» **Text passage**
--- START ---
The P1 coronavirus variant that originated in Brazil has been found in at least 15 countries that are not on the government’s red list – those from which travel is banned for all but UK residents, who must quarantine in a hotel on arrival for 10 days – it has emerged.
Six cases of P1, which originated in Manaus on the Amazon river in Brazil, have been identified in the UK – three in England and three in Scotland. The variant is worrying scientists and public health experts because it has mutations that could allow it to escape the vaccines currently available.
Five people with the variant are isolating, but the identity of the sixth is unknown. The health secretary, Matt Hancock, told Monday’s Downing Street briefing it was possible that person took a test during a local authority surge – house-to-house testing aimed probably at detecting the variant that originated in South Africa and is similar to P1.
Residents arriving from red-listed Brazil or South Africa would face quarantine in a hotel, while non-residents cannot travel to England at all. In Scotland, all international arrivals are quarantined. The three Scottish cases are residents who flew to Aberdeen from Brazil via Paris and London, according to the Scottish government.
But according to a list compiled by the World Health Organization, P1 has been found in 15 countries that are not on the UK red list. These include Canada and the United States, France, Germany, Spain, Japan, Mexico, India, Italy and the Republic of Korea.
The WHO report said there were further reports of the variant being found in other countries it was still working on verifying, including China, Croatia, Ireland, Sweden, Switzerland and Turkey.
Hancock said at the briefing that the proportion of cases that were identified as caused by the P1 variant in those countries was “exceptionally low”. The red-listed countries were those where variants were dominant or found in substantial numbers, he said.
But some experts are concerned that the red list may not be adequate to check the flow of variants into the UK. Dr Julian Tang, a virologist and University of Leicester honorary associate professor, said the government’s red list “could go out of date at any time” because of the time it takes to sequence coronavirus cases.
“We saw that Ireland reported three cases of the P1 Brazilian variant about 10 days ago,” he told the Guardian. “It was not surprising to see other imported cases in the UK mainland soon afterwards – and these cases may have already created others here.”
Tang added: “Restricting international travel from red-listed countries may slow down the introduction of new variants from elsewhere, but eventually, such variants will likely spread to non-red-listed countries from red-listed countries – then to the UK from there – if different countries have different red lists.”
Nick Thomas-Symonds, Labour’s shadow home secretary, said the number of countries where variants including the Brazil and South African ones have been discovered that still do not feature on the red list was “significant”.
“UK government action is consistently too little, too late,” he said. “What is needed is a comprehensive hotel quarantine system without delay.”
Prof Lawrence Young, a virologist at Warwick Medical School, said he feared “we might be adding insult to injury by bringing in variants from overseas” that would compound the difficulty of suppressing domestic variants which spring up in the UK.
He warned that while “stringent controls” are in place with the 33 red list countries, that is unlikely to be enough.
“Either you do it all or not it at all,” he said. “Many of us have been concerned all the way through about border control, because we knew during the first and second wave from sequencing the genome that most of the introductions into the UK were from people travelling back from mainland Europe.”
The government’s deputy chief medical officer, Dr Jonathan Van-Tam, made it clear that travel this summer was still in doubt. “We are still in a zone of great uncertainty about what the virus will do next,” he told the briefing.
“On top of that, many of the vaccination programmes in Europe – which is a place where we frequently go on holiday abroad – are running behind ours.
“Clearly, whether we can go on holiday abroad to places such as Europe depends on what other countries will say and do in terms of foreign tourism. There has to be great uncertainty at the moment.”
--- END ---
» **Dataset records**
--- START ---
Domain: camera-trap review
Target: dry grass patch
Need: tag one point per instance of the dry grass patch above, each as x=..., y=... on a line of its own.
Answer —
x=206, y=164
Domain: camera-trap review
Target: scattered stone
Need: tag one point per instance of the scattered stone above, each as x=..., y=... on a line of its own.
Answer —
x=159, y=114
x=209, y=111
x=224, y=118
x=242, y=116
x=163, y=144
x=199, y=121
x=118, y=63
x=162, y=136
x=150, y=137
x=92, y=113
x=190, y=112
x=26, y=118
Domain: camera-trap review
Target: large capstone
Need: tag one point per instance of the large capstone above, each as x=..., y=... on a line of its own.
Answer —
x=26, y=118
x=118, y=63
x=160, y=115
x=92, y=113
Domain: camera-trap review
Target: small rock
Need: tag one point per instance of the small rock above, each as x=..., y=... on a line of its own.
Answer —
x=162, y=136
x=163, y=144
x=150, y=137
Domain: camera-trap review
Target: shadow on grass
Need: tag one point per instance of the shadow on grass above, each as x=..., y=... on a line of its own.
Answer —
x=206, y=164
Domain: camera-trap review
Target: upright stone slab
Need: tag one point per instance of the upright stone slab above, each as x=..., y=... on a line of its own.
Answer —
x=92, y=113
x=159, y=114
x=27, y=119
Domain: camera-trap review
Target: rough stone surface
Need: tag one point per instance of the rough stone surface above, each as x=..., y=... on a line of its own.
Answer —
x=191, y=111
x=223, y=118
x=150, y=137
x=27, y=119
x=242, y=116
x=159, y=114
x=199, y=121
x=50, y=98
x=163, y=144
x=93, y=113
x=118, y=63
--- END ---
--- START ---
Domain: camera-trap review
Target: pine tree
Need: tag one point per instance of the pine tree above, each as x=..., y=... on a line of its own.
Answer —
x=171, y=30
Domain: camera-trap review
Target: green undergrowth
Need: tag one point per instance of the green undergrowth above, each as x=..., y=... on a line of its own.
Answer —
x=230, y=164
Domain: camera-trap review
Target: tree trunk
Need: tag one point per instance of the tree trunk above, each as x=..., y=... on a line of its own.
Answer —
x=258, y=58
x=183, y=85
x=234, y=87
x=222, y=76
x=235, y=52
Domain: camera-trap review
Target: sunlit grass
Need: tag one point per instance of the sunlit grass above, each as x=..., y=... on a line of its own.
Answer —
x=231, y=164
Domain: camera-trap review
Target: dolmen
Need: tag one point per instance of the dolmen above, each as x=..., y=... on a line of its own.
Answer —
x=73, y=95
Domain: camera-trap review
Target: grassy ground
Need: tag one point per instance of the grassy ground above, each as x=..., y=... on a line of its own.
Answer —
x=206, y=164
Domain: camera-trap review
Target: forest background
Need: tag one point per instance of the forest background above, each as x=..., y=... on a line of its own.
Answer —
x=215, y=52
--- END ---
» **Problems and tasks**
#1 According to the article on the P1 variant, how many cases of P1 have been identified in the UK, and where?
#2 From the article on the P1 variant, rewrite the paragraph beginning "Residents arriving from red-listed Brazil or South Africa" as a short bulleted list that keeps its main facts.
The records play no part in this work and can be set aside.

» **Responses for each task**
#1 Six cases: three in England and three in Scotland.

#2
- Residents arriving from red-listed Brazil or South Africa must quarantine in a hotel.
- Non-residents cannot travel to England from those countries at all.
- Scotland quarantines all international arrivals.
- According to the Scottish government, the three Scottish cases are residents who flew from Brazil to Aberdeen via Paris and London.